RECORDS SHOWN
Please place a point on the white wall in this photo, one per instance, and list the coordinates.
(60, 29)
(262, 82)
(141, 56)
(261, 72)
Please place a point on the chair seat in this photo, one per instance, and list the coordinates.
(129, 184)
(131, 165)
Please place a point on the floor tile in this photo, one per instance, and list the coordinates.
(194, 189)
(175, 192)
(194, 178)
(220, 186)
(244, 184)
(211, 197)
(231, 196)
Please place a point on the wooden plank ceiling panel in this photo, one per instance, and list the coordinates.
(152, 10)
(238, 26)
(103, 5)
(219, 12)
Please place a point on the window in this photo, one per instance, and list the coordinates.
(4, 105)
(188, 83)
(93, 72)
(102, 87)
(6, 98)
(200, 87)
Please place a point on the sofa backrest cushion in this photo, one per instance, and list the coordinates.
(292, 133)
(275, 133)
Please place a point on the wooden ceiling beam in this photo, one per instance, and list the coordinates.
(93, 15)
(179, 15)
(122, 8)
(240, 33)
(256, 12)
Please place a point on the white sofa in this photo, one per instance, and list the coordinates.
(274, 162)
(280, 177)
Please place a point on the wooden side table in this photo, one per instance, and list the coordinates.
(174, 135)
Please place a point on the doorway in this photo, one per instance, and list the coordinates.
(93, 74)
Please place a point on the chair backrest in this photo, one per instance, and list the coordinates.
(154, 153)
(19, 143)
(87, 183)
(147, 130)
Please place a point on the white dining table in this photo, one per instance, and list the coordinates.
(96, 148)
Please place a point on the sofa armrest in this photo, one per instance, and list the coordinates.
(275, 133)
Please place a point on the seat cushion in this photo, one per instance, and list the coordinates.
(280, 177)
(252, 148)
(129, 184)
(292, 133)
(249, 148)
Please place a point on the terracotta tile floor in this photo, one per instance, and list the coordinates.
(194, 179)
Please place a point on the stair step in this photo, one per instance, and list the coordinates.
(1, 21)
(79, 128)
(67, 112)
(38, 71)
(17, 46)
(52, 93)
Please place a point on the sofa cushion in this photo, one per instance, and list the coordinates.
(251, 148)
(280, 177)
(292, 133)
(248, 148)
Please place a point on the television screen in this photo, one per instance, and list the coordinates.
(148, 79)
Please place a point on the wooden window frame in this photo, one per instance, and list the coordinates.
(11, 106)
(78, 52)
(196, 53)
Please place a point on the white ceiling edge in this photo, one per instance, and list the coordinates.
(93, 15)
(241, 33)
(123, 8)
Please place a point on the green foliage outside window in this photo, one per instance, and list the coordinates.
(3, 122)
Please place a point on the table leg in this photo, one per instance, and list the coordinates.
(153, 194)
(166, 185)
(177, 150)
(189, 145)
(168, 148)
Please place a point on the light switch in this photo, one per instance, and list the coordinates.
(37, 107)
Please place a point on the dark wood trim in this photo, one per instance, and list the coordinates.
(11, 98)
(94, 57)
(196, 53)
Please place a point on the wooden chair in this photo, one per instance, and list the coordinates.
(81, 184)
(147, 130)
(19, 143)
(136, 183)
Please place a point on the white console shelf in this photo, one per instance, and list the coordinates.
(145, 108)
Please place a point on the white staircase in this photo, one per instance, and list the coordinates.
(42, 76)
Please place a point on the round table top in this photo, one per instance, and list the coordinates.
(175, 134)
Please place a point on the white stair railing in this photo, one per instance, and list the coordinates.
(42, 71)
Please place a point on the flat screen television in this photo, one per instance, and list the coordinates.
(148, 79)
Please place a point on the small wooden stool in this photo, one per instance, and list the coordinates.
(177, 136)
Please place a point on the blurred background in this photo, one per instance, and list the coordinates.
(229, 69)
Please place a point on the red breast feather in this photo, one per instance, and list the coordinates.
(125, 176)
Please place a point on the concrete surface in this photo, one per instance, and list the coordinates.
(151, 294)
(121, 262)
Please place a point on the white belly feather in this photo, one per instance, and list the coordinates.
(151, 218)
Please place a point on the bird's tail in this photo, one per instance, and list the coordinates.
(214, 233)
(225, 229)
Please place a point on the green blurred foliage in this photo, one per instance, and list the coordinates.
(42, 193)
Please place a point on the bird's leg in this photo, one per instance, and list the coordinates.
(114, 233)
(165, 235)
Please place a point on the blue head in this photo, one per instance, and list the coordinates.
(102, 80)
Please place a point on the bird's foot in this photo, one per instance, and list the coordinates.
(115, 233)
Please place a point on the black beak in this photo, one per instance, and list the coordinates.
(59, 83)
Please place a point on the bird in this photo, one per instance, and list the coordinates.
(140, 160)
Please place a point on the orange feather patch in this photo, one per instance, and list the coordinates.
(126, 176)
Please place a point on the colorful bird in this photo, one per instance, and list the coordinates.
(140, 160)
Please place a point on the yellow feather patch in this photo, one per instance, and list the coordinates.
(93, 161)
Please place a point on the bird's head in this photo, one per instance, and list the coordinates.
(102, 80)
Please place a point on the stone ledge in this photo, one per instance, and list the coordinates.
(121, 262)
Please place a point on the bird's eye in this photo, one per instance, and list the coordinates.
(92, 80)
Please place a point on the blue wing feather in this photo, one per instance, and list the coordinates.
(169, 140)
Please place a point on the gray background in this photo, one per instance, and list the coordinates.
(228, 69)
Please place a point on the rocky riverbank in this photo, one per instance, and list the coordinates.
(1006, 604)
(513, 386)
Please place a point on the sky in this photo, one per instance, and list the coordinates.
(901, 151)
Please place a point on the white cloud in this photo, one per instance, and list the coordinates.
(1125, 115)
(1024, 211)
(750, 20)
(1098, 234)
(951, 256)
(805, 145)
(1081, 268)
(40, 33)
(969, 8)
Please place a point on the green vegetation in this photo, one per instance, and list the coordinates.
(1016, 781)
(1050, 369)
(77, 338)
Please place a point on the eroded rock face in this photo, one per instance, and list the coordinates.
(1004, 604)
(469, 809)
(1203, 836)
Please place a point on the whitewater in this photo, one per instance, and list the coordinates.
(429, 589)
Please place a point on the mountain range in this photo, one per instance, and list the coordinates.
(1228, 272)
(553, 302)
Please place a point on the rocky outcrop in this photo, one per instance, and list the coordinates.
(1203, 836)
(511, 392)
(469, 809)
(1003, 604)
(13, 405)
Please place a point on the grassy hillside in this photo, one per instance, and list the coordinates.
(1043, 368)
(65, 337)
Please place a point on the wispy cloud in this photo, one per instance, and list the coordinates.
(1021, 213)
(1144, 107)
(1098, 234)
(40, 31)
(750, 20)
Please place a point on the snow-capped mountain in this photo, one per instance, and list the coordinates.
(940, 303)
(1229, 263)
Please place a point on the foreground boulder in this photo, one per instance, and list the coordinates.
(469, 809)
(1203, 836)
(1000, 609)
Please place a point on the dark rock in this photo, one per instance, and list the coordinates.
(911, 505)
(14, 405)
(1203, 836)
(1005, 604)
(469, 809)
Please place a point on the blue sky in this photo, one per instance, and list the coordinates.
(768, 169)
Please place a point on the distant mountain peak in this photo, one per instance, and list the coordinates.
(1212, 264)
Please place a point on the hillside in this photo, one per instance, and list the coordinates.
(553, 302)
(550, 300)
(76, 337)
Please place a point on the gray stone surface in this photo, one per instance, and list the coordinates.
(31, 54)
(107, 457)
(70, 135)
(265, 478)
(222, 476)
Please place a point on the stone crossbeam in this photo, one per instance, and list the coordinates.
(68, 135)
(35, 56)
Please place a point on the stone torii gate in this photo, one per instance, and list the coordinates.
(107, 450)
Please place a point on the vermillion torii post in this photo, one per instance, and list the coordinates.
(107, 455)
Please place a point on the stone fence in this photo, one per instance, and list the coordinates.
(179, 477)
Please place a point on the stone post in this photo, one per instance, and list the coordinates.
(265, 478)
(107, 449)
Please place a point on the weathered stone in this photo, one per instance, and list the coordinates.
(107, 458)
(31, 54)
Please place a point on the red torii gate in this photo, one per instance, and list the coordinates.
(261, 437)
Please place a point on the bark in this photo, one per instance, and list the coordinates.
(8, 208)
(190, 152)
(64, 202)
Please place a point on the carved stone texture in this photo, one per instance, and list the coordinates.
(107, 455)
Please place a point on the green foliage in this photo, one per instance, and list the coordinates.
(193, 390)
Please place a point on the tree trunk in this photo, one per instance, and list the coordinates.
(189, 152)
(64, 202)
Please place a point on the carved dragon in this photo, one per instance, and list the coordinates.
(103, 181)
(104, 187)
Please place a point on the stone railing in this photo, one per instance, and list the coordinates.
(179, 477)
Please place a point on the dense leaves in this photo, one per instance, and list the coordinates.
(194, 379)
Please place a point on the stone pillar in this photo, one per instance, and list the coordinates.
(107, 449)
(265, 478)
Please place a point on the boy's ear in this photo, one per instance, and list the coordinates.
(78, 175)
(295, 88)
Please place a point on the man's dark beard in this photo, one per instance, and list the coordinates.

TASK
Reproduce the part that opens with the line containing "Please place a point on the red torii" and closes with the last of these lines, substituting "granite" for "stone" and leaving everything else unchanged.

ANSWER FOR THE TASK
Please place a point on the red torii gate in this photo, one per instance, and list the coordinates.
(261, 437)
Please place a point on the bark in this photo, one per instance, and list the coordinates.
(8, 208)
(190, 152)
(64, 202)
Please place a point on the carved granite texture in this photo, one per instance, and list the coordinates.
(107, 455)
Please place a point on the green foliage in this photo, one per instance, and list the coordinates.
(193, 390)
Please place a point on the tree trunk in this photo, one per instance, and list the coordinates.
(189, 152)
(64, 202)
Please place a point on the carved dragon in this photo, one per instance, and list the coordinates.
(103, 181)
(104, 187)
Please place a point on the granite railing in this photo, one per instance, and list the coordinates.
(179, 477)
Please place a point on the dense leaves in this photo, one per instance, and list the coordinates.
(194, 379)
Please place a point on the granite pillar in this photo, one per instance, and list the coordinates.
(107, 449)
(265, 478)
Please place a point on the boy's ear in this photo, one per instance, and list the coordinates.
(78, 175)
(295, 88)
Please place a point on the man's dark beard in this photo, one per instance, and list the coordinates.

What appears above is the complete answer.